═══ DATASET RECORDS ═══

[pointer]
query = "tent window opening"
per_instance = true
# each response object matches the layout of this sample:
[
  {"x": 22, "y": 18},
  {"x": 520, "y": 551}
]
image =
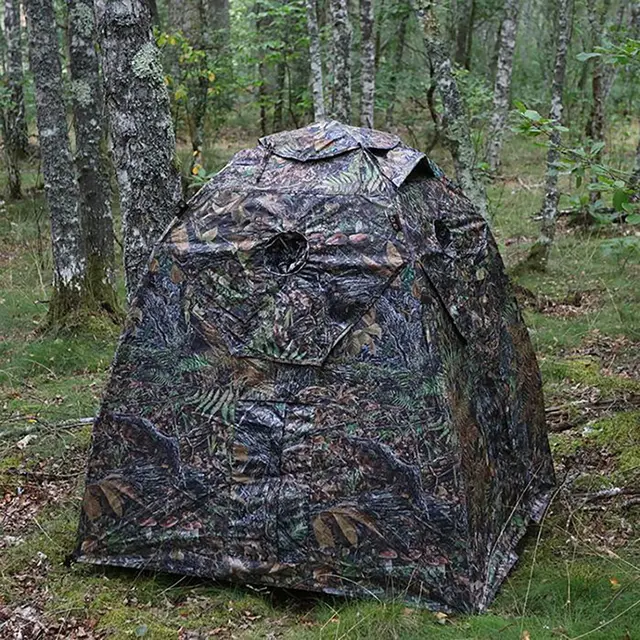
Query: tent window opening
[{"x": 286, "y": 253}]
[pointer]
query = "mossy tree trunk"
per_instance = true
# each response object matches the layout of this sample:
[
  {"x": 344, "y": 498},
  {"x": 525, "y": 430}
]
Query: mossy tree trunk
[
  {"x": 341, "y": 59},
  {"x": 396, "y": 69},
  {"x": 141, "y": 130},
  {"x": 14, "y": 119},
  {"x": 464, "y": 17},
  {"x": 455, "y": 123},
  {"x": 502, "y": 85},
  {"x": 315, "y": 58},
  {"x": 91, "y": 162},
  {"x": 538, "y": 257},
  {"x": 367, "y": 63},
  {"x": 61, "y": 186}
]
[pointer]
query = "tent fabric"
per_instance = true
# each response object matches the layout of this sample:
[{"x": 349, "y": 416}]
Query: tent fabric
[{"x": 324, "y": 383}]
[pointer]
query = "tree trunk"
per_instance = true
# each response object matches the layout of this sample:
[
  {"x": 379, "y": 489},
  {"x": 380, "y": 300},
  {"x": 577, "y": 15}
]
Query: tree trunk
[
  {"x": 382, "y": 13},
  {"x": 315, "y": 58},
  {"x": 502, "y": 86},
  {"x": 141, "y": 130},
  {"x": 634, "y": 180},
  {"x": 14, "y": 121},
  {"x": 396, "y": 69},
  {"x": 596, "y": 122},
  {"x": 466, "y": 11},
  {"x": 341, "y": 98},
  {"x": 368, "y": 64},
  {"x": 262, "y": 24},
  {"x": 455, "y": 125},
  {"x": 539, "y": 254},
  {"x": 191, "y": 18},
  {"x": 61, "y": 187},
  {"x": 278, "y": 105},
  {"x": 91, "y": 162}
]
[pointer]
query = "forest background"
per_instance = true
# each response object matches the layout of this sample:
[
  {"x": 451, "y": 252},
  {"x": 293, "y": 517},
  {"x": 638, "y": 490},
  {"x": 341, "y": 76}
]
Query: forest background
[{"x": 532, "y": 105}]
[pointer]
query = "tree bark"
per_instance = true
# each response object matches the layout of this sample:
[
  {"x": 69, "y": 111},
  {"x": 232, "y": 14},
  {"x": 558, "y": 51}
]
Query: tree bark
[
  {"x": 278, "y": 105},
  {"x": 596, "y": 123},
  {"x": 368, "y": 64},
  {"x": 466, "y": 11},
  {"x": 315, "y": 58},
  {"x": 61, "y": 186},
  {"x": 455, "y": 125},
  {"x": 396, "y": 69},
  {"x": 341, "y": 98},
  {"x": 141, "y": 130},
  {"x": 634, "y": 181},
  {"x": 14, "y": 120},
  {"x": 91, "y": 162},
  {"x": 502, "y": 86},
  {"x": 539, "y": 255}
]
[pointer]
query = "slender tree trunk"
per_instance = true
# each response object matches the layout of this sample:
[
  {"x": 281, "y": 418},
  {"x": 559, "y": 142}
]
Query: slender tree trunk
[
  {"x": 502, "y": 86},
  {"x": 341, "y": 99},
  {"x": 14, "y": 120},
  {"x": 634, "y": 181},
  {"x": 596, "y": 122},
  {"x": 396, "y": 69},
  {"x": 61, "y": 186},
  {"x": 262, "y": 24},
  {"x": 317, "y": 84},
  {"x": 539, "y": 254},
  {"x": 141, "y": 130},
  {"x": 191, "y": 18},
  {"x": 455, "y": 125},
  {"x": 466, "y": 12},
  {"x": 368, "y": 64},
  {"x": 278, "y": 106},
  {"x": 91, "y": 162},
  {"x": 382, "y": 12}
]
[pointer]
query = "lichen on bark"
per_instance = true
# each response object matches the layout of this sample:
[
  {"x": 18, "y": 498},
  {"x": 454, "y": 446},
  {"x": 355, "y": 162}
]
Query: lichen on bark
[
  {"x": 90, "y": 159},
  {"x": 61, "y": 186},
  {"x": 455, "y": 125},
  {"x": 141, "y": 130}
]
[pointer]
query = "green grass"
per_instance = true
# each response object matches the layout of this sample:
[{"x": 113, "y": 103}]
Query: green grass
[{"x": 579, "y": 574}]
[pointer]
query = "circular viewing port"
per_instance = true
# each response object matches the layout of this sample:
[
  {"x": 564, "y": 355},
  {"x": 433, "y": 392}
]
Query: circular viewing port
[{"x": 286, "y": 253}]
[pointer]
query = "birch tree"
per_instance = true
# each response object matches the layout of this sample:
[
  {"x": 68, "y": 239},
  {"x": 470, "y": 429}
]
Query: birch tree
[
  {"x": 315, "y": 58},
  {"x": 597, "y": 14},
  {"x": 61, "y": 186},
  {"x": 341, "y": 54},
  {"x": 368, "y": 63},
  {"x": 91, "y": 164},
  {"x": 14, "y": 120},
  {"x": 539, "y": 254},
  {"x": 455, "y": 124},
  {"x": 502, "y": 85},
  {"x": 141, "y": 129}
]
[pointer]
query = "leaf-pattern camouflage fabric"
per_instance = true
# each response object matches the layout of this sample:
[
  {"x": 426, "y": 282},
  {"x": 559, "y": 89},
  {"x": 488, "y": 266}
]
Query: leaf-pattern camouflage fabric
[{"x": 324, "y": 383}]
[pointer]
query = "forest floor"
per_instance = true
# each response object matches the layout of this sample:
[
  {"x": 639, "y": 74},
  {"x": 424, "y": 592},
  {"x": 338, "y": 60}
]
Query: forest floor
[{"x": 578, "y": 574}]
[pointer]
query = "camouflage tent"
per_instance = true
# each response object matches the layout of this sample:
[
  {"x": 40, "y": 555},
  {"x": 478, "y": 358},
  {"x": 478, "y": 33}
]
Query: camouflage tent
[{"x": 324, "y": 383}]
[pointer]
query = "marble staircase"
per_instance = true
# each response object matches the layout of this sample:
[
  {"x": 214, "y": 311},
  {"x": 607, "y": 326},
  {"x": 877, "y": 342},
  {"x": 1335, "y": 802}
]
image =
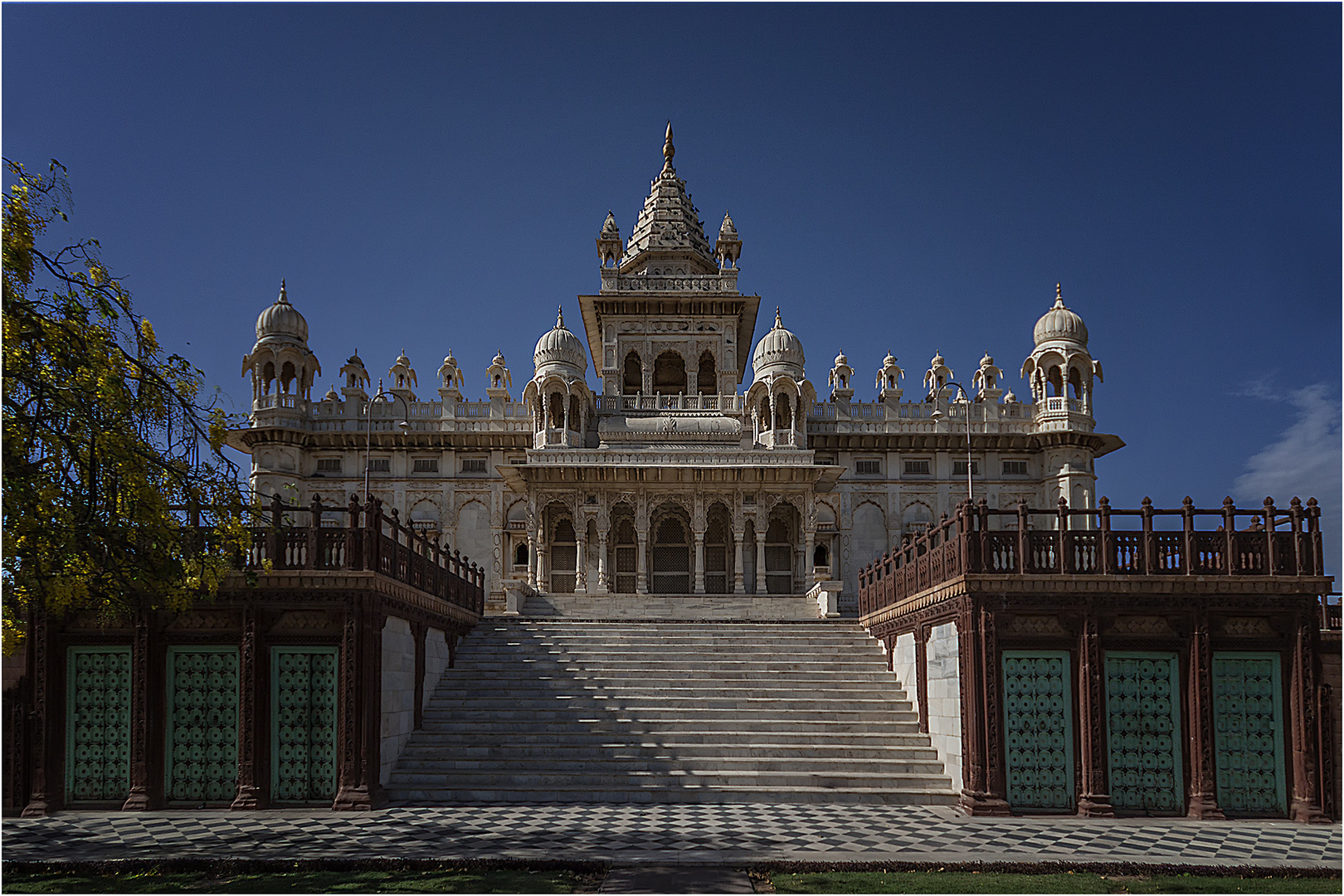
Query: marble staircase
[{"x": 559, "y": 709}]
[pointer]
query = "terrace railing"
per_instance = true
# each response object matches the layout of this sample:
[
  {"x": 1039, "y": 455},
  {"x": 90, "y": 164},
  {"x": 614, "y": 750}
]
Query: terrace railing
[{"x": 1085, "y": 542}]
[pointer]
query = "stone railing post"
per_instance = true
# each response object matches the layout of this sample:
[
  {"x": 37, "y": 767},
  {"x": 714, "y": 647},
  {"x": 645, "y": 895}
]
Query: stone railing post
[{"x": 1187, "y": 516}]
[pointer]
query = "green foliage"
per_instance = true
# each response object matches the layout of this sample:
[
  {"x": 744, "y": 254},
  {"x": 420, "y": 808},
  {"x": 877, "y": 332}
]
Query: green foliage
[
  {"x": 105, "y": 437},
  {"x": 923, "y": 881},
  {"x": 502, "y": 880}
]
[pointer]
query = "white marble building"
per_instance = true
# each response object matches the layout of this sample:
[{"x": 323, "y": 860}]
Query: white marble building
[{"x": 702, "y": 465}]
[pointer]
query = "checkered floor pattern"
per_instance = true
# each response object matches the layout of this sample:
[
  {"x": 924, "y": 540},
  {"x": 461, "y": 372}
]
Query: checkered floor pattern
[{"x": 676, "y": 832}]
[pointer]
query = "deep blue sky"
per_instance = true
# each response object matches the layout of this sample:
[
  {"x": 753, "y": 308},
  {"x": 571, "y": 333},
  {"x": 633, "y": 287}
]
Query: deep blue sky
[{"x": 913, "y": 179}]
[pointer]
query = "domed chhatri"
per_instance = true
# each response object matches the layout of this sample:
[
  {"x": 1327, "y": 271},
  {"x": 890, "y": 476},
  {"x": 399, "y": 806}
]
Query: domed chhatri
[
  {"x": 281, "y": 320},
  {"x": 559, "y": 345},
  {"x": 1059, "y": 323},
  {"x": 778, "y": 348}
]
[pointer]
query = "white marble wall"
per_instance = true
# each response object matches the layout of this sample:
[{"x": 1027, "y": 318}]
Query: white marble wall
[
  {"x": 945, "y": 699},
  {"x": 903, "y": 666},
  {"x": 398, "y": 692},
  {"x": 436, "y": 661}
]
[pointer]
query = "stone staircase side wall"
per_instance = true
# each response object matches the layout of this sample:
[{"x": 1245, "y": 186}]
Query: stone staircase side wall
[
  {"x": 944, "y": 661},
  {"x": 436, "y": 663},
  {"x": 398, "y": 694}
]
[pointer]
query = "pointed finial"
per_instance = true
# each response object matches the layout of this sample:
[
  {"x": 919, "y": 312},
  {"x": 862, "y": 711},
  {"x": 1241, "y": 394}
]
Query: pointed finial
[{"x": 668, "y": 149}]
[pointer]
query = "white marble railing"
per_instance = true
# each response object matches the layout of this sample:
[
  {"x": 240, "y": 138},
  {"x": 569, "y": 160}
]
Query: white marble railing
[{"x": 721, "y": 403}]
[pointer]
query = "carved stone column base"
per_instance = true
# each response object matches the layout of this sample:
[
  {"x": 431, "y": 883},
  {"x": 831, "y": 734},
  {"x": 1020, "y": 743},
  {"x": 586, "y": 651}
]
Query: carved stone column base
[
  {"x": 1308, "y": 813},
  {"x": 139, "y": 800},
  {"x": 249, "y": 798},
  {"x": 1096, "y": 806},
  {"x": 975, "y": 804},
  {"x": 37, "y": 807},
  {"x": 1205, "y": 807},
  {"x": 360, "y": 798}
]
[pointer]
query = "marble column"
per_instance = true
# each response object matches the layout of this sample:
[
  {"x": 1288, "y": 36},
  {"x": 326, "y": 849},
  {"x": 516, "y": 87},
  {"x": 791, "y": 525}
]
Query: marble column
[
  {"x": 699, "y": 562},
  {"x": 738, "y": 562}
]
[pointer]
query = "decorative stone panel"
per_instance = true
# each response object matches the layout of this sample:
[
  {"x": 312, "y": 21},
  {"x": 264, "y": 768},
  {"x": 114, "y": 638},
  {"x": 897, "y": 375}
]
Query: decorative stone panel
[
  {"x": 303, "y": 724},
  {"x": 202, "y": 763},
  {"x": 1142, "y": 704},
  {"x": 1249, "y": 733},
  {"x": 99, "y": 724},
  {"x": 1038, "y": 722}
]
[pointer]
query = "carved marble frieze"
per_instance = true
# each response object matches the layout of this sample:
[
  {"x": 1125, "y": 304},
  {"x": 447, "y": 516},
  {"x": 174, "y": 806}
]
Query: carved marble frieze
[{"x": 670, "y": 427}]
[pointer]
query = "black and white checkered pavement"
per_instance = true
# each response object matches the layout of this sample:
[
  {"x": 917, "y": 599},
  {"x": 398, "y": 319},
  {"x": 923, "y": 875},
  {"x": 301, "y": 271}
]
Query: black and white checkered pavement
[{"x": 718, "y": 833}]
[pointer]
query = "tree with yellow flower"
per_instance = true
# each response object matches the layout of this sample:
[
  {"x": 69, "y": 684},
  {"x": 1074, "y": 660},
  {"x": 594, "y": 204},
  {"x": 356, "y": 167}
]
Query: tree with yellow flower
[{"x": 108, "y": 446}]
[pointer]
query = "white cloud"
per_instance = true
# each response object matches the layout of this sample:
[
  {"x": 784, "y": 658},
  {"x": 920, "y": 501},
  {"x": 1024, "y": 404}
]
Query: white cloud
[{"x": 1304, "y": 462}]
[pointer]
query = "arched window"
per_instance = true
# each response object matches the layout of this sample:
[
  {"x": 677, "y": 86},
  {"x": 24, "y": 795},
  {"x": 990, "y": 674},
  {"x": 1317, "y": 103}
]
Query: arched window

═══

TASK OBJECTIVE
Check each line of the records for the word "arched", and show the lines that contain it.

TASK ANSWER
query = "arched window"
Query: arched window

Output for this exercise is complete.